-- Your assignment --
Among the entries that follow, count the lines that contain the word "rough" and say how many there are, writing nothing else.

(Dataset entries)

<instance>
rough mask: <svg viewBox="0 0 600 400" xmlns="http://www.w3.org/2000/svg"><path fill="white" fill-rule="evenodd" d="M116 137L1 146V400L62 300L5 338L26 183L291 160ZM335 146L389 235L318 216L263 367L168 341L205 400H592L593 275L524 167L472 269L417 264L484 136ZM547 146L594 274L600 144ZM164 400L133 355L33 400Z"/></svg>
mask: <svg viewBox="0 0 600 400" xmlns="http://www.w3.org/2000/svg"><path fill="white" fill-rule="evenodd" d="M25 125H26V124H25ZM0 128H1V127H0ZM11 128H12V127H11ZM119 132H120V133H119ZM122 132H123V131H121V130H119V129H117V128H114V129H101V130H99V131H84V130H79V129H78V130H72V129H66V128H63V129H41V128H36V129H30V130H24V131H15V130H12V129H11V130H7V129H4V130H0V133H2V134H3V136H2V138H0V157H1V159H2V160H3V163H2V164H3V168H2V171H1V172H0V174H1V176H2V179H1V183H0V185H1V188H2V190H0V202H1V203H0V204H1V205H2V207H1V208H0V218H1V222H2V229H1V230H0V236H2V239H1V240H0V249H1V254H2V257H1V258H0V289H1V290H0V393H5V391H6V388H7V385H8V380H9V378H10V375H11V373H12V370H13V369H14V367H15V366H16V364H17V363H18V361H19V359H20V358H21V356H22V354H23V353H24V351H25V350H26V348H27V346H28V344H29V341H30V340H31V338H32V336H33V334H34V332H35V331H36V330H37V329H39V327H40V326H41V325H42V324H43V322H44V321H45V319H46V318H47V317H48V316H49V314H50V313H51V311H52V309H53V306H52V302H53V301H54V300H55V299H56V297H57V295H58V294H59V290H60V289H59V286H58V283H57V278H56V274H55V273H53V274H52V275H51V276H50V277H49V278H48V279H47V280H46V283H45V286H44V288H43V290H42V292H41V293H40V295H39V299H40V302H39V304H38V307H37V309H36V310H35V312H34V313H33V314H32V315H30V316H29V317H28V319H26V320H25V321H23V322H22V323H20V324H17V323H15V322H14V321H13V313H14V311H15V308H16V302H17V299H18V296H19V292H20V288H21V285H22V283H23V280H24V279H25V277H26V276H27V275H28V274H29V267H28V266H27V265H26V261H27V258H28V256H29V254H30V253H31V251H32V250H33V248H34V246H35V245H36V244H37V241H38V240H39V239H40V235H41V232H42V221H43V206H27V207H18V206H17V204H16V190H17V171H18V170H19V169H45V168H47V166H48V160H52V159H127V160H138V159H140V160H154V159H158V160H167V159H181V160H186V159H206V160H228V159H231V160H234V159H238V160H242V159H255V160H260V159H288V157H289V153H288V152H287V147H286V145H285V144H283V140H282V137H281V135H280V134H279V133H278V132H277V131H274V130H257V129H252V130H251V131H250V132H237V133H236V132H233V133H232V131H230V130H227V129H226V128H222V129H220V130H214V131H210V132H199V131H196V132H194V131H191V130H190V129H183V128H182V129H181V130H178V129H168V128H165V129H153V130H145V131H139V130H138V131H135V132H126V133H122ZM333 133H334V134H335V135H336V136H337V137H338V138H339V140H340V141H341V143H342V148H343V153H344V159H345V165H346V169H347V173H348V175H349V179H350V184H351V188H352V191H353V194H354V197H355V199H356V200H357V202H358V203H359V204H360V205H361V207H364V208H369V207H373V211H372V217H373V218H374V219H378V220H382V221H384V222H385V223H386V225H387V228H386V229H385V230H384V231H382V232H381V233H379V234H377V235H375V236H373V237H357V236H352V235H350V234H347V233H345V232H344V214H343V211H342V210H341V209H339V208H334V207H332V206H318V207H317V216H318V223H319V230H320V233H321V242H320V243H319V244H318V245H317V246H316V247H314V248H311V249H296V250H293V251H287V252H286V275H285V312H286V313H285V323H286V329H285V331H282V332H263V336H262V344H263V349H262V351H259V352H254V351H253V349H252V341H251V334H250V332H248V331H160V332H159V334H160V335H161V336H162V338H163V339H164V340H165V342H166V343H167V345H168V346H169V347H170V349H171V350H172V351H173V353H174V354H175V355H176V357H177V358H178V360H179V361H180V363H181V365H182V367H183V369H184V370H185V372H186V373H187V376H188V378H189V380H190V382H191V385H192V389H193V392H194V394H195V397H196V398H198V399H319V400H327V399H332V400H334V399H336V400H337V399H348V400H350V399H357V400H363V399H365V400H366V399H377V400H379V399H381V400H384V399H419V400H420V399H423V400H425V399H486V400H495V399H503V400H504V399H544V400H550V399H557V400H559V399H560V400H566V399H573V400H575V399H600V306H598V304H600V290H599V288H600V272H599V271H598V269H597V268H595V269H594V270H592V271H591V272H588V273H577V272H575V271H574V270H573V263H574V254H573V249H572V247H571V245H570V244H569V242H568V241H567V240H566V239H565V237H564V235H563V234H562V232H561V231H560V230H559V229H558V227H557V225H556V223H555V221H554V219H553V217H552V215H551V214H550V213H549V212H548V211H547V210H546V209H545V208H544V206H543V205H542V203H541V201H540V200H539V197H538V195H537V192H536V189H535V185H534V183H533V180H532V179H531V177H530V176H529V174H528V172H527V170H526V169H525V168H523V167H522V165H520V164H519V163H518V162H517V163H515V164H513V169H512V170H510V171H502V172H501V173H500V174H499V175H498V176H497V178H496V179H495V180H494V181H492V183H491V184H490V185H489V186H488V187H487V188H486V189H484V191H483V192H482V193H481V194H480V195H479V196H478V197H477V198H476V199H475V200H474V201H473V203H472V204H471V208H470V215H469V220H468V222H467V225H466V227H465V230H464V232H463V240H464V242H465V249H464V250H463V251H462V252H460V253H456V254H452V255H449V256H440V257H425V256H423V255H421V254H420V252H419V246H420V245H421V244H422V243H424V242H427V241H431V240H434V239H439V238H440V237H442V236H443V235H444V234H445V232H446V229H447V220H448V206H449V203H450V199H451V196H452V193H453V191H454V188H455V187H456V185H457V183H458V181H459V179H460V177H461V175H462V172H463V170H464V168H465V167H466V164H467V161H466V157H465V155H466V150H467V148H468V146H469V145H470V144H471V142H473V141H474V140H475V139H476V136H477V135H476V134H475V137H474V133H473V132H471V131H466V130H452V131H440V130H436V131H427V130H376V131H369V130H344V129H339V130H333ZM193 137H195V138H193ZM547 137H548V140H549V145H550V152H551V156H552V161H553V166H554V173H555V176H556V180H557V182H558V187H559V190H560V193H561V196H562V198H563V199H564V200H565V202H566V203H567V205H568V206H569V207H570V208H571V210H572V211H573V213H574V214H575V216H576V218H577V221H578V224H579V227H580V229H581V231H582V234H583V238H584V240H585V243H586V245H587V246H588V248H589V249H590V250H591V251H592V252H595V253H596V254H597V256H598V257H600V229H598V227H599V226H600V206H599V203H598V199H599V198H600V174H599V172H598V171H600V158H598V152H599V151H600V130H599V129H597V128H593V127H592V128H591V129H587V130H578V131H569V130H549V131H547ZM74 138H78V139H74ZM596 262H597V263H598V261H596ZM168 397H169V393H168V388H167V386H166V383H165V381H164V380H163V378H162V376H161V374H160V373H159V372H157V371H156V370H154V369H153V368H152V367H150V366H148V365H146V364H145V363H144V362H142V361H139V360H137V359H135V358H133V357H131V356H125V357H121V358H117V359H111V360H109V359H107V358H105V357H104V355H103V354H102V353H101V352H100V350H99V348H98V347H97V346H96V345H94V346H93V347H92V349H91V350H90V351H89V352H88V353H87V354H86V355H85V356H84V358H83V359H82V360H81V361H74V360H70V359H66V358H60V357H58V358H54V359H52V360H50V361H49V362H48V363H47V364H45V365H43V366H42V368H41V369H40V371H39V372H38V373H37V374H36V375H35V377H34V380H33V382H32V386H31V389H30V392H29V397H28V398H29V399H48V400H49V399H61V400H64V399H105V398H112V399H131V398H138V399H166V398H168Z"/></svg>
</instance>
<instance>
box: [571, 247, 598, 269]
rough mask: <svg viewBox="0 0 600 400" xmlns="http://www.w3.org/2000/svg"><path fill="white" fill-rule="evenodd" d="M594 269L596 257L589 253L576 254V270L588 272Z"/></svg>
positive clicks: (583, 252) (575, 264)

-- Response to the exercise --
2